## PROBLEM DETAILS:
Please copy out the items below without any changes, starting at the line that contains "path in the photo above." and ending at the last line of the items.

___ THE RECORDS

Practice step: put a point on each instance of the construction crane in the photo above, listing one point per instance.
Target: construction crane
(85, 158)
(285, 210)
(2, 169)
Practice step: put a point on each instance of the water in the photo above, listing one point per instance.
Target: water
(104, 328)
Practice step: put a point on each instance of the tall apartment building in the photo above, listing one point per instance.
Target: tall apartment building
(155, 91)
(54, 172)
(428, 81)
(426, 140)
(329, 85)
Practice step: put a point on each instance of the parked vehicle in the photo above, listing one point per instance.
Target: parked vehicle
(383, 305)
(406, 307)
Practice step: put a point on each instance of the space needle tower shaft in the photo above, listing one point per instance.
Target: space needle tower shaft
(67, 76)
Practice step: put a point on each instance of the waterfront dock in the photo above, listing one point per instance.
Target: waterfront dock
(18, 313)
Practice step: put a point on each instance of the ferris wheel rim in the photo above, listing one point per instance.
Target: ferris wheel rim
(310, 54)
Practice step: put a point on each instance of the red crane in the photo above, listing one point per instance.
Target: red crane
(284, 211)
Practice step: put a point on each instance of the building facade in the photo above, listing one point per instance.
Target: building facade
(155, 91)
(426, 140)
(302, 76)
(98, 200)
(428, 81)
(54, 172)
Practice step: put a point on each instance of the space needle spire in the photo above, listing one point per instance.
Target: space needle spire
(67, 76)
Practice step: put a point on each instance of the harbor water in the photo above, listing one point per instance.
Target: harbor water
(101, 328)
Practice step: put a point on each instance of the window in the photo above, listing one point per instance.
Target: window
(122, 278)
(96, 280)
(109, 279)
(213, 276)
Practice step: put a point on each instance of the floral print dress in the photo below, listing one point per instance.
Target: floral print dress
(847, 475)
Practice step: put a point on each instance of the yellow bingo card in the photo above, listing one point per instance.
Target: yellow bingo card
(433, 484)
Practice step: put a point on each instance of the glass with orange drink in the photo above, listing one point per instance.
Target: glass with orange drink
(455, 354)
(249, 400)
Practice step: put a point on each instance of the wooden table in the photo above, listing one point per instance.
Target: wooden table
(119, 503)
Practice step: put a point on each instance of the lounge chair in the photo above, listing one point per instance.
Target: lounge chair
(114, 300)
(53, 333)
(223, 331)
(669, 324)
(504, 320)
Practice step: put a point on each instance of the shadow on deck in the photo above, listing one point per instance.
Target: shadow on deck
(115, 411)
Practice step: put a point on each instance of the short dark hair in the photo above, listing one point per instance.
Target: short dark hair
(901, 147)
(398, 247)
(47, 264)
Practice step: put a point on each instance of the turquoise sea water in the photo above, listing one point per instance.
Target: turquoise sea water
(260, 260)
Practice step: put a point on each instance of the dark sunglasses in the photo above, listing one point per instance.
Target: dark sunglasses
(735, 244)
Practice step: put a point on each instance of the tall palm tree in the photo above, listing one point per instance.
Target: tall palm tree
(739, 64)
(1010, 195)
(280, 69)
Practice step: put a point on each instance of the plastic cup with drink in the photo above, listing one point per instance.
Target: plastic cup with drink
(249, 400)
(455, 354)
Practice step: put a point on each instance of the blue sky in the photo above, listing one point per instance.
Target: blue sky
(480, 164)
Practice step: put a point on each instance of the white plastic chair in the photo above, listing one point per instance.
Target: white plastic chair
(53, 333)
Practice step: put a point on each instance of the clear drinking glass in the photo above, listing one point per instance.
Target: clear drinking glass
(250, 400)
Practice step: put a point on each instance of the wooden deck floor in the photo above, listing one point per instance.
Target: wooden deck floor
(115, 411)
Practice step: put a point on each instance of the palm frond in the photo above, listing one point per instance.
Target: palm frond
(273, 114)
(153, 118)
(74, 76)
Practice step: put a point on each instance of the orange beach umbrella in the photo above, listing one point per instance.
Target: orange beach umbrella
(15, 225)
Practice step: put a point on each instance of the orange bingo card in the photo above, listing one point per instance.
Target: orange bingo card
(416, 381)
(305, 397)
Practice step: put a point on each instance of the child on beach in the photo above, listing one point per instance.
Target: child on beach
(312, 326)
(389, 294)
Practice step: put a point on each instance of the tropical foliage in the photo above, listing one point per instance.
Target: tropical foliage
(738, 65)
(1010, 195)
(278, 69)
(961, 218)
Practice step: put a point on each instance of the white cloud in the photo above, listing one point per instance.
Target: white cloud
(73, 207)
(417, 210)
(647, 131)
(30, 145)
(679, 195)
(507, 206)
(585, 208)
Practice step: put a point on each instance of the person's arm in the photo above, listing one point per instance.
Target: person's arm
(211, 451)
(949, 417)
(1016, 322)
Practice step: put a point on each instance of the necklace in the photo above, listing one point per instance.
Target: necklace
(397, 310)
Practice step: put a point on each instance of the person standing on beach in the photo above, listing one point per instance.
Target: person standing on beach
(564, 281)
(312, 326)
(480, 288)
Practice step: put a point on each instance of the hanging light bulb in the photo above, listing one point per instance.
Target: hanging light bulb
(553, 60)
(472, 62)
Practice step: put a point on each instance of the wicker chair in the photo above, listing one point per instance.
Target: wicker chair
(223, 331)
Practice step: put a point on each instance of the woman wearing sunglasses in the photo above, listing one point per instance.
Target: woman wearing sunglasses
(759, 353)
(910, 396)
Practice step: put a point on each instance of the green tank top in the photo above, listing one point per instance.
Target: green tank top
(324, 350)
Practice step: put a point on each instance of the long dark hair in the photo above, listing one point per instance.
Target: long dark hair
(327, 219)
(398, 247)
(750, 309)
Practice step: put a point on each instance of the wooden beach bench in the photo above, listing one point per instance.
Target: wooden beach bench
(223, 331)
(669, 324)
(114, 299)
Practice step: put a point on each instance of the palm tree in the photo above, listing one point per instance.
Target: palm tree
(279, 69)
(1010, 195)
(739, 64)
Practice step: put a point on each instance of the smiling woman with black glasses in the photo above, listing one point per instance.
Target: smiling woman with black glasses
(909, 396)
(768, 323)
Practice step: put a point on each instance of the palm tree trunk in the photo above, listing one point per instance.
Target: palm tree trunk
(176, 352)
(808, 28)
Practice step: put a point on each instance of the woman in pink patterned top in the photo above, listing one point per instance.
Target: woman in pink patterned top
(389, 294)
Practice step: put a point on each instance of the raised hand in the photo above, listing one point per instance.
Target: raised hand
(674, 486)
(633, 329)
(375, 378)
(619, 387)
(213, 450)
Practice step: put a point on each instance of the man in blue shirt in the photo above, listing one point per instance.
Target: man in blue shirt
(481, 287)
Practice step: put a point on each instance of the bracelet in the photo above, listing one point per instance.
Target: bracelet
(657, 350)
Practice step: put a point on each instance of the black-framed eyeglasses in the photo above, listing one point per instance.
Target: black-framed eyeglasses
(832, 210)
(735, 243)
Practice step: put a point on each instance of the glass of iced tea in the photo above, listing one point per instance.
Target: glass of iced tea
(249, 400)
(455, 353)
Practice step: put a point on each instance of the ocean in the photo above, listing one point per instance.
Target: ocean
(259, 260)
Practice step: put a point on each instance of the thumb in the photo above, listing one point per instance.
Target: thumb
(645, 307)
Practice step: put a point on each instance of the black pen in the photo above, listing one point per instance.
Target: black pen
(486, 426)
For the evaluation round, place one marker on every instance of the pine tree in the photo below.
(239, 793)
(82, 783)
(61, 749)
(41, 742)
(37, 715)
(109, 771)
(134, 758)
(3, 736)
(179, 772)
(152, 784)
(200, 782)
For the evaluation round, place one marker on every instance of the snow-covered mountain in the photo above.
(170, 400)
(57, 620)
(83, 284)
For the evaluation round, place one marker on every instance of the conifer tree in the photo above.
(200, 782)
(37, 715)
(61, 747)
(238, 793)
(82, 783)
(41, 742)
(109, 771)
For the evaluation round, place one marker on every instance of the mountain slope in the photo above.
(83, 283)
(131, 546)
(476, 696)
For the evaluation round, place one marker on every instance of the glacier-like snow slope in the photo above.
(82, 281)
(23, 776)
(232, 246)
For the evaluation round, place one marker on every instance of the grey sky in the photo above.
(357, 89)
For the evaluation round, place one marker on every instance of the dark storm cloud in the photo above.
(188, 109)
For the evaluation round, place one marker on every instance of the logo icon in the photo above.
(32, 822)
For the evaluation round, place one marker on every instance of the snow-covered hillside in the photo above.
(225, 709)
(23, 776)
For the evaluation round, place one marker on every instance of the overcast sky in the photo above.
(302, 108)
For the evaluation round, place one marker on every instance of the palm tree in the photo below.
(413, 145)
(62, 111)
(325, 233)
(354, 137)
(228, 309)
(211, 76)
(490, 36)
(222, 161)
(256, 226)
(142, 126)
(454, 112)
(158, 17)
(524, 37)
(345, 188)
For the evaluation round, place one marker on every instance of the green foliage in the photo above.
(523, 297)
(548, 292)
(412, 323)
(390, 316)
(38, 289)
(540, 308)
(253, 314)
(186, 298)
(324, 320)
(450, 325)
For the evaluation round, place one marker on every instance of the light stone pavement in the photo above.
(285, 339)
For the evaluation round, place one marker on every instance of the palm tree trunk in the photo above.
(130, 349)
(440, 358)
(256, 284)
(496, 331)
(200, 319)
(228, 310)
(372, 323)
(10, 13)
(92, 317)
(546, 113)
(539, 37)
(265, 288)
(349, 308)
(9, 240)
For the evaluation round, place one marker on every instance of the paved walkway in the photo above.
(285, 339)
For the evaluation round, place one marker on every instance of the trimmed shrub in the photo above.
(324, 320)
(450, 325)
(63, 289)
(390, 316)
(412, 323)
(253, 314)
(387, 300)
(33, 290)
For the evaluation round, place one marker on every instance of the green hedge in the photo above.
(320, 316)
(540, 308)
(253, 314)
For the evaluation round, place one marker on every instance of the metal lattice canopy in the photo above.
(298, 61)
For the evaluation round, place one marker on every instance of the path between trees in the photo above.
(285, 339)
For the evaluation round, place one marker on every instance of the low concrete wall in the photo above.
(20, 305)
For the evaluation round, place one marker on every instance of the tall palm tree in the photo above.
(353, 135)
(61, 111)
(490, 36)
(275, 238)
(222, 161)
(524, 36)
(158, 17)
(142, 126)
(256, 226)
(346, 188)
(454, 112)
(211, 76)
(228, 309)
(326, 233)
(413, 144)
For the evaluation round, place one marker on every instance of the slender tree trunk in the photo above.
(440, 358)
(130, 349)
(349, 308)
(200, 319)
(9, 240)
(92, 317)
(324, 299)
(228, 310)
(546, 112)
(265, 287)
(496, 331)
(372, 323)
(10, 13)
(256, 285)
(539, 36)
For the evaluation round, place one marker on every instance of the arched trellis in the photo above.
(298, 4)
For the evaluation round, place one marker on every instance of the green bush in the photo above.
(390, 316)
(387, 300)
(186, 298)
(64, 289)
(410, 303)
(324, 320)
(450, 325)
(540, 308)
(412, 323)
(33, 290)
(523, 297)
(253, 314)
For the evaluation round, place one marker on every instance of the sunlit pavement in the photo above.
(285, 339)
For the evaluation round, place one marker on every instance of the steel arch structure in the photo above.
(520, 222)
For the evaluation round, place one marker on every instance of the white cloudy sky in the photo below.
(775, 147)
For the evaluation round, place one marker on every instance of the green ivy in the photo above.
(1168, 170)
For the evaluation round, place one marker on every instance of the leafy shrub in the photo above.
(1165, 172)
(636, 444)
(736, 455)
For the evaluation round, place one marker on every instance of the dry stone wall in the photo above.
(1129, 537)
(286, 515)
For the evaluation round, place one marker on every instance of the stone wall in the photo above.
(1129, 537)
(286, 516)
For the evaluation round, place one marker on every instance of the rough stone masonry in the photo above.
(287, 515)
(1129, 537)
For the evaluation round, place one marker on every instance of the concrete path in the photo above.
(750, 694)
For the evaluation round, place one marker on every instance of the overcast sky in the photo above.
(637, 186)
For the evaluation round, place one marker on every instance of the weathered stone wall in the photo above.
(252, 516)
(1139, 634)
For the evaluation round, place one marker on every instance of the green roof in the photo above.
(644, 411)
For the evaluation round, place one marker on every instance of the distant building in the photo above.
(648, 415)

______

## EXERCISE OUTPUT:
For the evaluation round, place one marker on every instance of the concrete path in the photo above.
(750, 694)
For the evaluation round, place one marker on every instance of the overcast sky in the photo above.
(637, 186)
For the evaluation round, place one marker on every instance of the weathered stone wall in the photo above.
(252, 516)
(1139, 634)
For the evaluation round, place one marker on every instance of the green roof in the photo above.
(644, 411)
For the evaluation round, place one marker on every instance of the distant building in the photo above.
(648, 415)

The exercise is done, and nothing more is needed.